── EXCERPT TO READ
Summer writing challenge update

So, we’re a couple of weeks in to the summer holidays and 10 days of that were spent camping. We haven’t managed the writing challenge every day, but I think we’ve managed it about 2/3rds of the time (I’m not counting) which is pretty good going and they’re still interested in it (albeit a little too focused on “prizes” for my liking). I’m starting to learn what works best for us.  For instance, they both want lots of help/attention all the time and the slightest thing can distract them (which I knew in theory but not the full extent of, I cannot actually count on being able to do anything myself whilst they’re writing). Also, if I’m really specific it doesn’t help, e.g. if I ask  them to write at least 5 sentences, they write exactly 5 sentences and if I specify a subject for each sentence I get really stilted sentences.

I’m trying to train them that the space under the instructions they can use to make notes, so if they’re stuck I have a chat with them and then write down some phrases that came up in conversation there, and maybe draw a picture with them, so they have something to refer back to.
────
── DATA RECORDS
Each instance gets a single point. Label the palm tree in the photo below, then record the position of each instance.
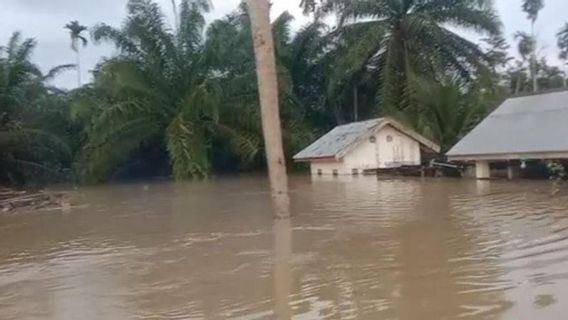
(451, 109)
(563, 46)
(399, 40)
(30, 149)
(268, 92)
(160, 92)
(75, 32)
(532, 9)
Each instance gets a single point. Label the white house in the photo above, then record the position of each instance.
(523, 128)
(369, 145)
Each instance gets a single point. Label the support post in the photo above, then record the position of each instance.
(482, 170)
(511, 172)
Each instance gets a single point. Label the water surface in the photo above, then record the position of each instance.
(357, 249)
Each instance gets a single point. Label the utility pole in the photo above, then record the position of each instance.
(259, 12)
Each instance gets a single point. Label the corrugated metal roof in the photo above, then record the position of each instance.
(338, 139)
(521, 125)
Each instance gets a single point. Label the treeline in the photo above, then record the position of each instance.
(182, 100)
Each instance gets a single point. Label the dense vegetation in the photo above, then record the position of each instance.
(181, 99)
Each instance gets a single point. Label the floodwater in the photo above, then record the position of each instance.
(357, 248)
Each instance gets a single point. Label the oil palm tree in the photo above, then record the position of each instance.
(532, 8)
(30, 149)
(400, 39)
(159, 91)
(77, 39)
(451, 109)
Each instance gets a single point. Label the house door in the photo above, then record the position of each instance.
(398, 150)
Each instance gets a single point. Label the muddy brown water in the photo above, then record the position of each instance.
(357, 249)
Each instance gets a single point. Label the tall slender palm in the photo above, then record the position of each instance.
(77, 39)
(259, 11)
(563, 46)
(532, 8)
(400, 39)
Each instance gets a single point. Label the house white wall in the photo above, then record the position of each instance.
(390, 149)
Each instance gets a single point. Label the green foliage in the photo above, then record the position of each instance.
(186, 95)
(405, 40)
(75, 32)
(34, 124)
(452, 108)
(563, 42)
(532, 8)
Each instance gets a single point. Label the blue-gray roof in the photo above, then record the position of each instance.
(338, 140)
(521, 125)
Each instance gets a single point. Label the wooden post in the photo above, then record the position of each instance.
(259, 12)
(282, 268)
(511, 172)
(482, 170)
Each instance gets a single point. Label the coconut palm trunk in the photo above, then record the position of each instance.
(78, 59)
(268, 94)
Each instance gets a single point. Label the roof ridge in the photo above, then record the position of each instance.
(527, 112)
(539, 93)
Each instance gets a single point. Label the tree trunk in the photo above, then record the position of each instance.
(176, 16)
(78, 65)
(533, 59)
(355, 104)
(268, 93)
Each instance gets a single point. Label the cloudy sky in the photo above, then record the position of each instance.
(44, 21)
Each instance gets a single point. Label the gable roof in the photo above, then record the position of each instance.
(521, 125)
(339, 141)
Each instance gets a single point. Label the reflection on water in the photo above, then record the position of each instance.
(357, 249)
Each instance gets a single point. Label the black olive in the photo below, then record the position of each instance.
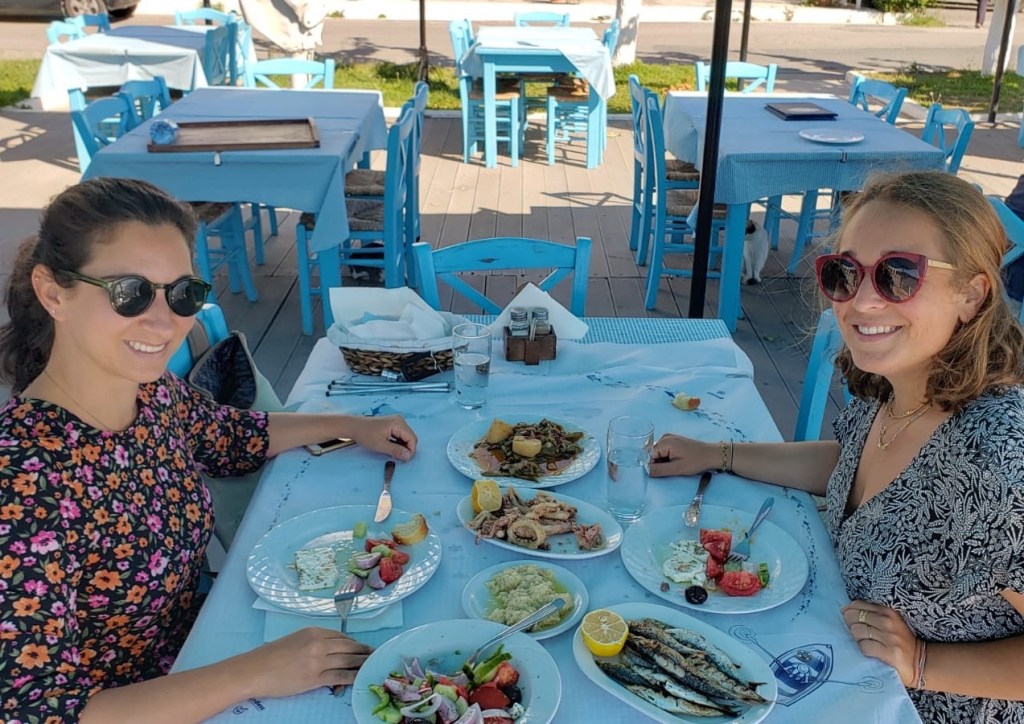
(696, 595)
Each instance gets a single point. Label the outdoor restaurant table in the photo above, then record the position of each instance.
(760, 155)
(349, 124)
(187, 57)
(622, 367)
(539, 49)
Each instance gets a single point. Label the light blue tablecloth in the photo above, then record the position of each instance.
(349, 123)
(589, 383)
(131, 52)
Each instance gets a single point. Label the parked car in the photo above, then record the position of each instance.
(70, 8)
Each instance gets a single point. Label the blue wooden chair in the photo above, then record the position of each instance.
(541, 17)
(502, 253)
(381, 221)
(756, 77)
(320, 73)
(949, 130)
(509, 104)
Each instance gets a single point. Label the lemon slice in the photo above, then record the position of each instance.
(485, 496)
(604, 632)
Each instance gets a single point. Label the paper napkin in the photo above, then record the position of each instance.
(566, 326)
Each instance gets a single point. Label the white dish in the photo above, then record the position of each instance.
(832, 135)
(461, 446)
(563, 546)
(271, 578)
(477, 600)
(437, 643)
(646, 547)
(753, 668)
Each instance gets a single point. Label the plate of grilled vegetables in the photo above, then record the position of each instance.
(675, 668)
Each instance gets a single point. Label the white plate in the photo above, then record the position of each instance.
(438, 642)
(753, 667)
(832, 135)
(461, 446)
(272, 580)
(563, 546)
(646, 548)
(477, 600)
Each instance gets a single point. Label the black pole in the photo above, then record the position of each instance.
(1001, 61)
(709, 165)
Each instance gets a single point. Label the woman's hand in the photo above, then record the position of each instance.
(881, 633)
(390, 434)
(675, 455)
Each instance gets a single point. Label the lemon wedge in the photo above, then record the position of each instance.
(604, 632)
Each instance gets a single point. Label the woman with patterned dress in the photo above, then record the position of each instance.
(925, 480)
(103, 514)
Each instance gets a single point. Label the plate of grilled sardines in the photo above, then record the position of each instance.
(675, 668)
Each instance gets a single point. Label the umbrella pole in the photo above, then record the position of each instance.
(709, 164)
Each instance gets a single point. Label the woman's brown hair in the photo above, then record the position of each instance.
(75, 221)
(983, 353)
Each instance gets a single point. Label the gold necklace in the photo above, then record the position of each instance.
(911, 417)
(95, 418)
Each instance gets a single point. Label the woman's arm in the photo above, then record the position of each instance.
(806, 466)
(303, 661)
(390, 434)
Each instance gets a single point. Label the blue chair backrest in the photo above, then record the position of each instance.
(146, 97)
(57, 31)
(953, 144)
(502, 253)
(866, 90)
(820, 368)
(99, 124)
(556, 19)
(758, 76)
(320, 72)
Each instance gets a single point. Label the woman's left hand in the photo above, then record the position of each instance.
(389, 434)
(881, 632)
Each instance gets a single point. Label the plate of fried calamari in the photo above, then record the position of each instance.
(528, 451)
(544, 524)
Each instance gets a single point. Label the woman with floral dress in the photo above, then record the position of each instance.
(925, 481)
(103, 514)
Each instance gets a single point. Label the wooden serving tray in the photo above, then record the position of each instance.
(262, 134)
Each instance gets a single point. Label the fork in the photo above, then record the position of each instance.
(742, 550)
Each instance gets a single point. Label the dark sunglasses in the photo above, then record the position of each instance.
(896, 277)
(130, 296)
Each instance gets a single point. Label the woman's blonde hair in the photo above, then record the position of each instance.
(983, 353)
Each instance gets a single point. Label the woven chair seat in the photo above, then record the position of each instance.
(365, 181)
────
_TASKS TO CARRY OUT_:
1. Copy the stretch of the summer writing challenge update from "Summer writing challenge update" through "really stilted sentences.".
2. In the summer writing challenge update, what happens when the children are asked to write at least 5 sentences?
3. Extend the summer writing challenge update, picking up after its final sentence.
The lines have no role in this work.

_ANSWERS FOR THIS EXERCISE_:
1.
Summer writing challenge update

So, we’re a couple of weeks in to the summer holidays and 10 days of that were spent camping. We haven’t managed the writing challenge every day, but I think we’ve managed it about 2/3rds of the time (I’m not counting) which is pretty good going and they’re still interested in it (albeit a little too focused on “prizes” for my liking). I’m starting to learn what works best for us.  For instance, they both want lots of help/attention all the time and the slightest thing can distract them (which I knew in theory but not the full extent of, I cannot actually count on being able to do anything myself whilst they’re writing). Also, if I’m really specific it doesn’t help, e.g. if I ask  them to write at least 5 sentences, they write exactly 5 sentences and if I specify a subject for each sentence I get really stilted sentences.

2. They write exactly 5 sentences.

3.
I keep reminding myself not to critique spelling, punctuation, grammar, ideas, the point is not what they write, but to write, and to learn to write more easily, to chip away at the idea that writing is always hard and boring. School spends quite enough time working on those skills, this is supposed to be different. So it amuses me that my daughter starts each challenge by writing her “WALT” (we are learning to), just like at school, e.g. “WALT write a packing list”, but I let her do it that way without comment as that’s what’s comfortable for her.  I guess ultimately I want them to loose the idea that there’s a “right” way to write (although school will tell them otherwise) as I think that idea, that there is a right way, sets them up to think they’re failing and gets them stuck.

The books are starting to fill up and I think it will be really good for them to look back on all they’ve achieved over the summer. We have shown things to interested adults to and they’re proud of things they’ve done. I was pleased that the free story that they wrote, whilst taking more time (two sittings each), was the best bit of writing (in my opinion anyway). It was nice that they could take time, and go back to it later, even though that wasn’t the plan (writing on a camp site with other kids around playing is hard!), without having to move on through the curriculum and get to the next piece of work. I’d like to do more of the free story stuff, so today I bought some story cubes to see how they help. I’m hoping to tread the fine line between the instructions being too specific (and stilted) and too free (so they don’t know where to start).  I’ve printed off a couple of challenges for tomorrow and Sunday (when we might be camping).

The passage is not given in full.